DIRECTIONS FOR THIS TASK:
Provide again, from the entries below, every line from the one containing "instance of the sky" through the one containing "the wooden fence", exactly as written, and no other line.

SUPPLIED MATERIAL:
**********
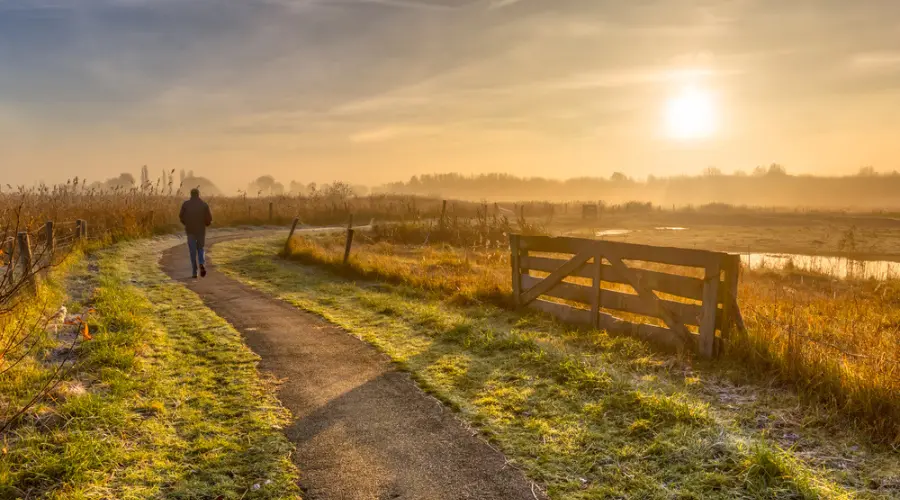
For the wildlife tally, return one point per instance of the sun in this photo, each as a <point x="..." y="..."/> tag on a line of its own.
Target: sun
<point x="691" y="114"/>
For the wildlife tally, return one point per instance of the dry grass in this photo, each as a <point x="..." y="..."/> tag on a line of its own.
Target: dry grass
<point x="153" y="209"/>
<point x="835" y="341"/>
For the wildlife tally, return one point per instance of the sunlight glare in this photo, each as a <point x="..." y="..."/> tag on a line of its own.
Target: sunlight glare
<point x="691" y="114"/>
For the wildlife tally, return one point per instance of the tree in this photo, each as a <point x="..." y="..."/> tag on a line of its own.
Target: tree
<point x="776" y="170"/>
<point x="867" y="171"/>
<point x="263" y="185"/>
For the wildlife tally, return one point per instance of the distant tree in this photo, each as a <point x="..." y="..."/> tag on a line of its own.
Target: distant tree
<point x="338" y="190"/>
<point x="776" y="170"/>
<point x="206" y="187"/>
<point x="263" y="185"/>
<point x="867" y="171"/>
<point x="297" y="188"/>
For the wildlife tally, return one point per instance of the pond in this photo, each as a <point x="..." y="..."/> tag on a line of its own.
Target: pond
<point x="839" y="267"/>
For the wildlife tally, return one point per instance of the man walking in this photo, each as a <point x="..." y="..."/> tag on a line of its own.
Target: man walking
<point x="195" y="216"/>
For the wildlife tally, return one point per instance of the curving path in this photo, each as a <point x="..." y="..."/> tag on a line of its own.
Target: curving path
<point x="362" y="429"/>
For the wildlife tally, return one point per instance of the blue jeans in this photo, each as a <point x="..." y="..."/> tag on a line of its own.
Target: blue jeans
<point x="195" y="246"/>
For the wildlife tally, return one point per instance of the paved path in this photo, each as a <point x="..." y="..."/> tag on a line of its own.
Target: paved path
<point x="362" y="429"/>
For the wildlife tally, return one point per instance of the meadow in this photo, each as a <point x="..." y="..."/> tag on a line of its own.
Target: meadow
<point x="833" y="340"/>
<point x="830" y="342"/>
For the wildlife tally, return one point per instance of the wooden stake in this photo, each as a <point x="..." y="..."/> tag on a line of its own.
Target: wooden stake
<point x="710" y="308"/>
<point x="287" y="244"/>
<point x="51" y="241"/>
<point x="515" y="261"/>
<point x="25" y="256"/>
<point x="347" y="247"/>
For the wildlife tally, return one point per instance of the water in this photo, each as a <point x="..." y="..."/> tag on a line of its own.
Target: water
<point x="613" y="232"/>
<point x="838" y="267"/>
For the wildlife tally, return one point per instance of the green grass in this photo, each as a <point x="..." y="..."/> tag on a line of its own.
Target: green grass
<point x="166" y="400"/>
<point x="585" y="414"/>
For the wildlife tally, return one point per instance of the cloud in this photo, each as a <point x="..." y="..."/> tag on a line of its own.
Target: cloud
<point x="877" y="60"/>
<point x="391" y="132"/>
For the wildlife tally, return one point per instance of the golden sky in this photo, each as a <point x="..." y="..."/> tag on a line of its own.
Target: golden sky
<point x="377" y="90"/>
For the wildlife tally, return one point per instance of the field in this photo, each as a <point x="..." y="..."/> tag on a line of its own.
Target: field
<point x="804" y="405"/>
<point x="587" y="414"/>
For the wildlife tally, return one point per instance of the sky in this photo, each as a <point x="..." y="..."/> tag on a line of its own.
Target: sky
<point x="371" y="91"/>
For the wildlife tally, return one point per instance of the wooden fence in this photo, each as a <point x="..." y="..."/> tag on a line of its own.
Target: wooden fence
<point x="708" y="303"/>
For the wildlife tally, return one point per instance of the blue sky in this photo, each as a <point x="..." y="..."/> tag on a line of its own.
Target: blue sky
<point x="376" y="90"/>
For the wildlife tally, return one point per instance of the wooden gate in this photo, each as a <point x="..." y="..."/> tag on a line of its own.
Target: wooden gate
<point x="708" y="303"/>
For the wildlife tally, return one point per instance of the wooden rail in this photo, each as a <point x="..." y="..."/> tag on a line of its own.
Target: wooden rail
<point x="708" y="303"/>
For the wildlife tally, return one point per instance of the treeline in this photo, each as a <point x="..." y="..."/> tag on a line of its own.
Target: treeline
<point x="765" y="186"/>
<point x="166" y="183"/>
<point x="266" y="185"/>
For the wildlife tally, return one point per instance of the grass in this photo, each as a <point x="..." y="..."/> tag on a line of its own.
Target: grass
<point x="833" y="340"/>
<point x="164" y="401"/>
<point x="585" y="414"/>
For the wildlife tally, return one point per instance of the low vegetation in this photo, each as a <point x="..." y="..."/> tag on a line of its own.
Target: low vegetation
<point x="586" y="414"/>
<point x="833" y="340"/>
<point x="158" y="397"/>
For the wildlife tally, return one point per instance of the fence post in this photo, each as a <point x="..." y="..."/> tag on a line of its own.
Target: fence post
<point x="707" y="344"/>
<point x="51" y="241"/>
<point x="597" y="288"/>
<point x="515" y="261"/>
<point x="25" y="256"/>
<point x="347" y="247"/>
<point x="732" y="268"/>
<point x="287" y="244"/>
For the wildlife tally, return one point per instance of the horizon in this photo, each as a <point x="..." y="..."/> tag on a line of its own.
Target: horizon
<point x="325" y="90"/>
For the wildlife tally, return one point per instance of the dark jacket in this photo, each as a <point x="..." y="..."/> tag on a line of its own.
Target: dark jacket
<point x="195" y="216"/>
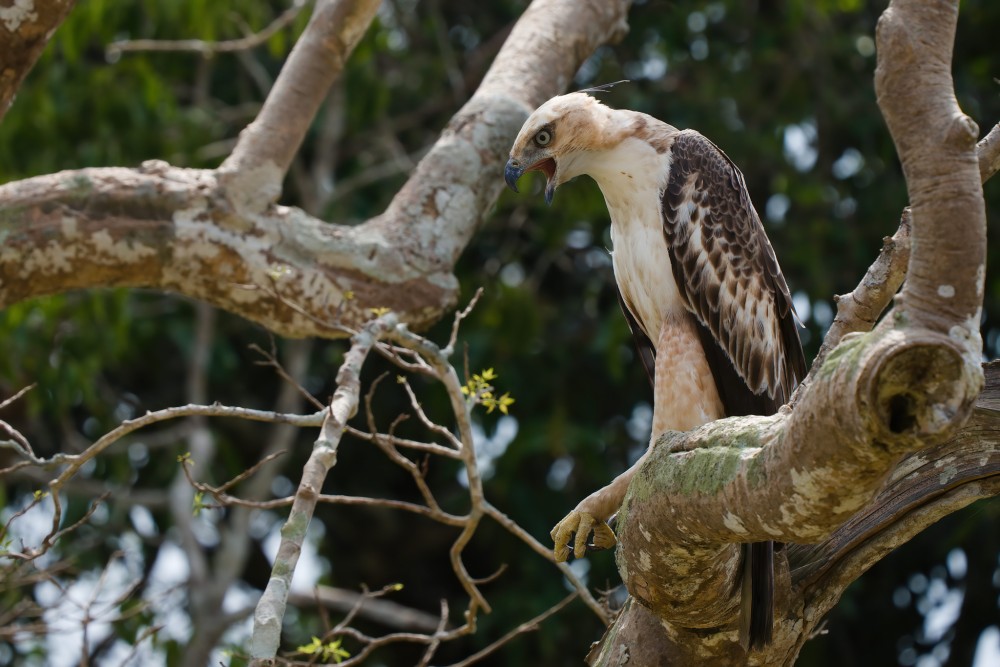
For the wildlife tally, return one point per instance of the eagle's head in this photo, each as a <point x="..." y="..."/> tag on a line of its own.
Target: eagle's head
<point x="555" y="137"/>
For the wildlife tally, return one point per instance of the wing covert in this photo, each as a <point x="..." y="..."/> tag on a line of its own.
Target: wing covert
<point x="726" y="269"/>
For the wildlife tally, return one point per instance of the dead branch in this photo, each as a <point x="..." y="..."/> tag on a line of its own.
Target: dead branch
<point x="25" y="29"/>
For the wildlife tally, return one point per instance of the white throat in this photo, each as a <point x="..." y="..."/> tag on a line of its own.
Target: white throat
<point x="632" y="176"/>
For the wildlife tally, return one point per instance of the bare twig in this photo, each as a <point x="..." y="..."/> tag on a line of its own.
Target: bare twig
<point x="386" y="612"/>
<point x="527" y="626"/>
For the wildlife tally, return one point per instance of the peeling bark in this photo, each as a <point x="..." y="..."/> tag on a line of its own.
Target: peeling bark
<point x="25" y="29"/>
<point x="214" y="236"/>
<point x="871" y="454"/>
<point x="921" y="489"/>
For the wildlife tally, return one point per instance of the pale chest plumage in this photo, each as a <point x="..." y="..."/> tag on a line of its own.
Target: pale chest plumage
<point x="632" y="178"/>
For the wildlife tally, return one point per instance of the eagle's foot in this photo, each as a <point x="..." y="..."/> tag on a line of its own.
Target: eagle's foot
<point x="585" y="526"/>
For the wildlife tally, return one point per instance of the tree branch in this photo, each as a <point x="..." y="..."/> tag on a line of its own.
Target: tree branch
<point x="936" y="144"/>
<point x="206" y="48"/>
<point x="268" y="145"/>
<point x="813" y="473"/>
<point x="213" y="239"/>
<point x="25" y="29"/>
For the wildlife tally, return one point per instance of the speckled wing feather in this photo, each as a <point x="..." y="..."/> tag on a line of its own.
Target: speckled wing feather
<point x="726" y="270"/>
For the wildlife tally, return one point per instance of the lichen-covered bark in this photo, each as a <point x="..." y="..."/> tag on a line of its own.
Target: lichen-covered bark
<point x="847" y="468"/>
<point x="216" y="236"/>
<point x="25" y="29"/>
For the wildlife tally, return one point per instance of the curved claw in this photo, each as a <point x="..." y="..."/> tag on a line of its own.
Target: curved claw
<point x="582" y="525"/>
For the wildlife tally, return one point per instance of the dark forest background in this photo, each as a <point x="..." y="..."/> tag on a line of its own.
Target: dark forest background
<point x="785" y="88"/>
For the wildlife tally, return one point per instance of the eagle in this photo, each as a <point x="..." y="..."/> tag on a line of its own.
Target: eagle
<point x="698" y="283"/>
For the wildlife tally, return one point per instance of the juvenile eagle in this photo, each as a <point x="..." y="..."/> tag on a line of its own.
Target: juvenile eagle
<point x="698" y="283"/>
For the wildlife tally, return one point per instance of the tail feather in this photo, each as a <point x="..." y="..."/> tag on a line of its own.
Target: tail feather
<point x="757" y="605"/>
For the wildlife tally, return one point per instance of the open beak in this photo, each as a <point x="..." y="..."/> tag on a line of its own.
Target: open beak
<point x="512" y="172"/>
<point x="515" y="169"/>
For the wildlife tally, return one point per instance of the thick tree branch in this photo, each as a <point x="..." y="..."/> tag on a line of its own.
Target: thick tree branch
<point x="270" y="142"/>
<point x="936" y="144"/>
<point x="859" y="310"/>
<point x="215" y="239"/>
<point x="25" y="29"/>
<point x="902" y="391"/>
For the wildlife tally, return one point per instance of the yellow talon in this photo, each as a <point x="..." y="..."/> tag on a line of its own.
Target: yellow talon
<point x="581" y="525"/>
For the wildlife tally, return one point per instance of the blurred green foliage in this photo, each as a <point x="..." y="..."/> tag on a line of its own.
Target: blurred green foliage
<point x="785" y="88"/>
**********
RESULT FOR THIS TASK:
For the wildlife tally, return one point per instance of the sky in this photo, each as a <point x="..." y="..."/> tag on a line of its own.
Target: sky
<point x="371" y="91"/>
For the wildlife tally, return one point per instance of the wooden fence in this photo, each as a <point x="..." y="..."/> tag on a line of its own.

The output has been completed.